__Exercise goal__
Gather every line in the entries below that contains the string "roof", matching case exactly.

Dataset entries
══════════════════════════════

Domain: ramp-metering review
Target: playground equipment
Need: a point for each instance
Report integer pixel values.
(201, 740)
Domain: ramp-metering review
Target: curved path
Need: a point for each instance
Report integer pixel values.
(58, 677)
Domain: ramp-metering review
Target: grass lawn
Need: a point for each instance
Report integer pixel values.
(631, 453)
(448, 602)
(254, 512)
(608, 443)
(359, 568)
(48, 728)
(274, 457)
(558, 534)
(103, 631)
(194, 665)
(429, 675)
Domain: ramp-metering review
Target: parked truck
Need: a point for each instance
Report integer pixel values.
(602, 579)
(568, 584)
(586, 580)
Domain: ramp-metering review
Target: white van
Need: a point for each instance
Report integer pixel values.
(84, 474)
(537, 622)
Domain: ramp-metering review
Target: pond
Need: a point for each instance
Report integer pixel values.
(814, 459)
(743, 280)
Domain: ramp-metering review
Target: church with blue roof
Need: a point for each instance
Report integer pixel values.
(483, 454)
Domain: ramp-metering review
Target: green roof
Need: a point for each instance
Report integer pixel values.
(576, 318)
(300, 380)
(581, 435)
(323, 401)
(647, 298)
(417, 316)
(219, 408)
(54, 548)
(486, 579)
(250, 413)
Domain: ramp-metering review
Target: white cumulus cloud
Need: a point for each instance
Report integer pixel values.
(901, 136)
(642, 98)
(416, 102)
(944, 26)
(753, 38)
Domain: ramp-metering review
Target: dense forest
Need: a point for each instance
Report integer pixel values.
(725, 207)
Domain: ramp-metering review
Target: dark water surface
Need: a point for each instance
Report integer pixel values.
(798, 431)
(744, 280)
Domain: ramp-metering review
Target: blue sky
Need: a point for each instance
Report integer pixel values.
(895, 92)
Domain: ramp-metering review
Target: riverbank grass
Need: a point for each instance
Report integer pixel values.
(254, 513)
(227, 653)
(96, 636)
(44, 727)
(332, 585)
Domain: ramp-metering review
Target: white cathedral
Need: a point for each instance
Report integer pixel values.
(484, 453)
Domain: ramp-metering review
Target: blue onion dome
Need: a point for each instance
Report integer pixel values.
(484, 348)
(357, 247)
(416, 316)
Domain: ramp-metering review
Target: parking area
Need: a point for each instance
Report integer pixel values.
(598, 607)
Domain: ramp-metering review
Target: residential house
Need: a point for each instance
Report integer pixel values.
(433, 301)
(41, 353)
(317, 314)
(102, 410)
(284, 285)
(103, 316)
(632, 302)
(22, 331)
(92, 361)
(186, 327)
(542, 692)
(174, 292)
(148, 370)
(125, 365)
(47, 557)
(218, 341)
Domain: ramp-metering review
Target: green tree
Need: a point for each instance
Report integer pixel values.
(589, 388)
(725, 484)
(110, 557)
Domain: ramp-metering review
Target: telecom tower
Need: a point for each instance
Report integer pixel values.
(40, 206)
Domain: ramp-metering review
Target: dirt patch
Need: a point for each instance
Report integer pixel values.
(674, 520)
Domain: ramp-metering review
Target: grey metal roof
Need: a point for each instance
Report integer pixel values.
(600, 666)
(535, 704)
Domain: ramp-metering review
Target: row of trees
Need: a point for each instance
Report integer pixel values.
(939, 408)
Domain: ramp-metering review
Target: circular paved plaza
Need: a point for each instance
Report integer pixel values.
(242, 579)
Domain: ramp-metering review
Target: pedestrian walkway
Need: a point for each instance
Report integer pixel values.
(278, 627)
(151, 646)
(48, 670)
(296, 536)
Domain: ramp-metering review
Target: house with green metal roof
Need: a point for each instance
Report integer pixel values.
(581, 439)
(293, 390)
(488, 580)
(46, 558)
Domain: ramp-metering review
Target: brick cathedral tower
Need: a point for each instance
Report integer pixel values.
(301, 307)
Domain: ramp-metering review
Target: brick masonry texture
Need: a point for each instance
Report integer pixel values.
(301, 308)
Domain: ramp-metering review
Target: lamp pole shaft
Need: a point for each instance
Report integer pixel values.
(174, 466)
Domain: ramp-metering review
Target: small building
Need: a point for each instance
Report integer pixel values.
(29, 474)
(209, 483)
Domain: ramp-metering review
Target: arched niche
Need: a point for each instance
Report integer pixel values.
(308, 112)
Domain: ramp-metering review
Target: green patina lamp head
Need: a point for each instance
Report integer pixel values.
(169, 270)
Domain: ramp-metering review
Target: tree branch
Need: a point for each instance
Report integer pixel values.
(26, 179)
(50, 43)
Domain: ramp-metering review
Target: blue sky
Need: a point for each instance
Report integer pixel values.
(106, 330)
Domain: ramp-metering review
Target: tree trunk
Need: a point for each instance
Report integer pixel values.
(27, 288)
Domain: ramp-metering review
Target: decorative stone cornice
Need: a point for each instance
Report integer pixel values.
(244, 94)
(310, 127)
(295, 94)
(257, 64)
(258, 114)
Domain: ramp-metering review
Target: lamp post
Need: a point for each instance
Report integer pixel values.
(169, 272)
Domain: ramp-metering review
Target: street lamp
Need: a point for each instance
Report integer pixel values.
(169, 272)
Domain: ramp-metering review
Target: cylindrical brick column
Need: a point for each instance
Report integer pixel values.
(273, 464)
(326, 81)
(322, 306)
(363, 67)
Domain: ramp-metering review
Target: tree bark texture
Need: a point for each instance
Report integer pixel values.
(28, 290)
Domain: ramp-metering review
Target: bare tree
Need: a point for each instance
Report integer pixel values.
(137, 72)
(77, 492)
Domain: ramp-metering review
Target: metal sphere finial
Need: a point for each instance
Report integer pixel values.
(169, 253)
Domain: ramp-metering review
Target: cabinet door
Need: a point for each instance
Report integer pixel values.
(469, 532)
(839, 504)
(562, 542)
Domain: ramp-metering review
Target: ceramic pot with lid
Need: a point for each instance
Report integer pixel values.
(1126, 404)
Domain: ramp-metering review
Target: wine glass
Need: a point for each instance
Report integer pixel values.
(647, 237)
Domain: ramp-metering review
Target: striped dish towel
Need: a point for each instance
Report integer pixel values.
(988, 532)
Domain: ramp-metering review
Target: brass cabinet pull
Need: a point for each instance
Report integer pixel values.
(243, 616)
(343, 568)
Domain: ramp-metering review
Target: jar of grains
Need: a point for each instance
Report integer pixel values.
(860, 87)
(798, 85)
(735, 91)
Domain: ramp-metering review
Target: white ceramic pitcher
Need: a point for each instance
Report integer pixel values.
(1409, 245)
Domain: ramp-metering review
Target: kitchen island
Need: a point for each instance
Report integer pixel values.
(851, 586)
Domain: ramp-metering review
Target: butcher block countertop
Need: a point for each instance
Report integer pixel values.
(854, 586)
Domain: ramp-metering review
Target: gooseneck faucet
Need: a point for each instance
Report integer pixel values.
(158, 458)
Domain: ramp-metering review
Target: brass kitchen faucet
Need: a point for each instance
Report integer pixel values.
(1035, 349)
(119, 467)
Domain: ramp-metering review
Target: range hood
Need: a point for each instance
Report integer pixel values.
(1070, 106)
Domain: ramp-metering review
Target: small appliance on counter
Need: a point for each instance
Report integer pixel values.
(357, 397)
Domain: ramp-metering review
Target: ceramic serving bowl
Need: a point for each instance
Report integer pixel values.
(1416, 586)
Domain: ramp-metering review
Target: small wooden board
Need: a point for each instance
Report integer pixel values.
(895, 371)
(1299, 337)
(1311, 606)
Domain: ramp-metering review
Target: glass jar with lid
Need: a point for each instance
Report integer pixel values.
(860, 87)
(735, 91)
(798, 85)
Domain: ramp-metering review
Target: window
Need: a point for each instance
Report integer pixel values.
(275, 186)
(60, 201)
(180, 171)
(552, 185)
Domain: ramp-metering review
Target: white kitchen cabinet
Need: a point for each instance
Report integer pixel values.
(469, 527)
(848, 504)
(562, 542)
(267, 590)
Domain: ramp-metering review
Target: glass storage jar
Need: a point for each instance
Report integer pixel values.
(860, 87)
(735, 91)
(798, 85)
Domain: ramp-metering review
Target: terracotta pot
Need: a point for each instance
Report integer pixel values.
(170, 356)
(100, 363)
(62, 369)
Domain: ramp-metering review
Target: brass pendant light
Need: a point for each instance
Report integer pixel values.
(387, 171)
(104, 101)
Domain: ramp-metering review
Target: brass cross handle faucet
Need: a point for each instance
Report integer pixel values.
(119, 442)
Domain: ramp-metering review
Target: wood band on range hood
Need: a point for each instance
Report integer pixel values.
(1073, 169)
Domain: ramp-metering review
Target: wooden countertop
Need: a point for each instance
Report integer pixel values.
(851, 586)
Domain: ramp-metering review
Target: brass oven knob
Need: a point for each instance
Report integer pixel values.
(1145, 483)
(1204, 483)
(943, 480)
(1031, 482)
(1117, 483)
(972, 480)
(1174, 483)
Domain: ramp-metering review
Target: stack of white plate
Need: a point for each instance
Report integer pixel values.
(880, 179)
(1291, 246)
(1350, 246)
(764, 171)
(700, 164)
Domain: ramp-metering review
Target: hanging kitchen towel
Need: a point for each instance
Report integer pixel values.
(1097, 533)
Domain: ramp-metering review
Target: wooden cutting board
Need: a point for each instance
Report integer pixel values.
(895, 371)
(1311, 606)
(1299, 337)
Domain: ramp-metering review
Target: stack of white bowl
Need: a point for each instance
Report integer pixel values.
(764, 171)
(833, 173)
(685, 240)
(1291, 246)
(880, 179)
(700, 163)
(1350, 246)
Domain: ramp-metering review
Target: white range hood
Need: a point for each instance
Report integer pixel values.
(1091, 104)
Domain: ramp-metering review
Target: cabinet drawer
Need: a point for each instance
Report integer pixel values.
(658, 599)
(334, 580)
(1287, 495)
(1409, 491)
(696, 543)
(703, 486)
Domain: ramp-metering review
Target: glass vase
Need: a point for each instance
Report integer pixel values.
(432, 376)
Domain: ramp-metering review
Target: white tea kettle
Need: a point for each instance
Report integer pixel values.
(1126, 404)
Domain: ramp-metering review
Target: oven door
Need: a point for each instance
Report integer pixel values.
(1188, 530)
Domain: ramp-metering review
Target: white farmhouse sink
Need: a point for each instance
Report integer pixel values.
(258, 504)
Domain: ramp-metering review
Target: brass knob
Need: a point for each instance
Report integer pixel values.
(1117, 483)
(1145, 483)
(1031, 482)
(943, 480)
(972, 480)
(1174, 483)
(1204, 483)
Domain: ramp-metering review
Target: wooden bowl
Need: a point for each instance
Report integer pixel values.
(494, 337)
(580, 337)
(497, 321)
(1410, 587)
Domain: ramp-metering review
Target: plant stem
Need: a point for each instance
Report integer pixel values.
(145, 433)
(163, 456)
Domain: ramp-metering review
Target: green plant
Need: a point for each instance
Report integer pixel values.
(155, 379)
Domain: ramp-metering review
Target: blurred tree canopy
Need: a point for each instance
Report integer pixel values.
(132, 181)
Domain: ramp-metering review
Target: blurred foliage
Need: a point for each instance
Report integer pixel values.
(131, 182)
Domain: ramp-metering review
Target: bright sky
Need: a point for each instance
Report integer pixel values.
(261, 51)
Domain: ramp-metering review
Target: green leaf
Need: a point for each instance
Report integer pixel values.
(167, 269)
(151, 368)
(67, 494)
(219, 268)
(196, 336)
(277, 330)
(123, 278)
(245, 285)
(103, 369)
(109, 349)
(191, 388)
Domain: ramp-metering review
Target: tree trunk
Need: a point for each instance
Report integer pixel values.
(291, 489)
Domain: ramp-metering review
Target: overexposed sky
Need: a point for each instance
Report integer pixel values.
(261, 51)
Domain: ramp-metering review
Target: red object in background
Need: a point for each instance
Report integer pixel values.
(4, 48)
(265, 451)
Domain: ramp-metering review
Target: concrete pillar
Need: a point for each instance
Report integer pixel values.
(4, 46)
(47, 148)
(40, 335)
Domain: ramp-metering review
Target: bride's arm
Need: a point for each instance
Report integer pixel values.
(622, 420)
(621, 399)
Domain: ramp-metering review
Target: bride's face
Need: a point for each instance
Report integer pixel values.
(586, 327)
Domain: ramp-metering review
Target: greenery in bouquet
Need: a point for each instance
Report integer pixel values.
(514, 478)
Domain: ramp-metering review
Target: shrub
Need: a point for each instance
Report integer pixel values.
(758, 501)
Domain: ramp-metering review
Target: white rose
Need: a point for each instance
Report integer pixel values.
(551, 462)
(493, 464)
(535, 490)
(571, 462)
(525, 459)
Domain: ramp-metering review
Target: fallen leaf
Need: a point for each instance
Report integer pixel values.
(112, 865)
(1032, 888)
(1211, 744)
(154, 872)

══════════════════════════════

__Result of the task__
Target: church with blue roof
Target: green roof
Target: grey metal roof
Target: house with green metal roof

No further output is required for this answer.